##### ESTRATTO DEL DOCUMENTO #####

Della Scala
. - Membri di questa famiglia furono signori di Verona (nel senso preciso che il termine ‛ domini ' assume in rapporto alla realtà politico-costituzionale di una signoria cittadina) dal 1277 al 1387. E da Verona, per periodi più o meno lunghi, essi estesero il loro dominio su altre città, prevalentemente della terraferma veneta, ma anche lombarde (Bergamo, Brescia, Mantova), emiliane (Parma), toscane (Lucca). Le origini dei Della S. sono oscure e, all'epoca del massimo splendore della famiglia, furono l'oggetto di leggende talvolta spregiative, divulgate dai cronisti contemporanei e riprese poi dagli eruditi. A partire dal sec. XI, i Della S. sono positivamente segnalati a Verona, e la ‛ natio Romana ', attestata per uno di loro da un documento della fine del sec. XII, smentisce l'ipotesi di una provenienza transalpina; mentre di là delle Alpi, in Germania, andò a estinguersi la famiglia, una volta concluso il ciclo veronese e italiano della sua storia.
I Della S. ebbero qualche parte nel primo comune (un Balduino fu console nel 1147) e, nel corso delle lotte che, nella prima metà del sec. XIII, opposero i conti di Sambonifacio ai Monticoli e poi anche ai Quattrovinti (distaccatisi nel 1225 dalla fazione dei Conti), si schierarono dalla parte dei secondi - il che vuol già dire dalla parte di Ezzelino da Romano, che, nel 1226, in seguito alla sconfitta dei Sambonifacio, fu per la prima volta podestà di Verona, la città che avrebbe costituito il cardine della sua costruzione politica: una " presignoria ", com'è stata anche definita. Benché avessero puntato fin dal principio sul cavallo vincente, i Della S. non passarono però certo indenni attraverso le vicende del periodo ezzeliniano. Due membri della famiglia furono infatti giustiziati come traditori nel 1246, altri due nel 1257: una sorte, questa, che fu comune a molti dei sostenitori veronesi di Ezzelino (il cronista vicentino Nicolò Smereglo osserva che Ezzelino infieriva molto di più contro i suoi amici che contro i nemici), portando addirittura alla liquidazione della fazione dei Monticoli e dei Quattrovinti (menzionata per l'ultima volta in un documento del 1246) e a un'equiparazione di fatto fra il destino di costoro e quello dei nemici dichiarati di Ezzelino, da tempo banditi e perseguitati nella vita e negli averi, col risultato di fare di Verona, politicamente parlando, una terra bruciata, nella quale perciò non ci sarebbe mai stato bisogno di leggi antimagnatizie, misure largamente diffuse altrove, ma che, al confronto, hanno tutta l'aria di palliativi.

##### MATERIALE #####

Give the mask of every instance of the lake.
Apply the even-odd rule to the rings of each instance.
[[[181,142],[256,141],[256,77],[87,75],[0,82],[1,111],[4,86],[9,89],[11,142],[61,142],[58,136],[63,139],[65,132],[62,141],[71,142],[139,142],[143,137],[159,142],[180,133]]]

#####

**CONSEGNA 1**:
Indica se ciascuna affermazione concorda con l'estratto sui Della Scala, rispondendo sì o no e citando alla lettera le parole decisive: (a) i Della Scala furono signori di Verona dal 1277 al 1387; (b) la famiglia aveva una provenienza transalpina; (c) un Balduino fu console nel 1147.
**CONSEGNA 2**:
Secondo l'estratto sui Della Scala, in quale anno Ezzelino da Romano fu per la prima volta podestà di Verona?
Le righe costituiscono un materiale a sé, distinto dall'estratto.

**RISULTATO DELL'ESERCIZIO 1**:
(a) Sì: «dal 1277 al 1387».
(b) No: «smentisce l'ipotesi di una provenienza transalpina».
(c) Sì: «un Balduino fu console nel 1147».

**RISULTATO DELL'ESERCIZIO 2**:
Nel 1226.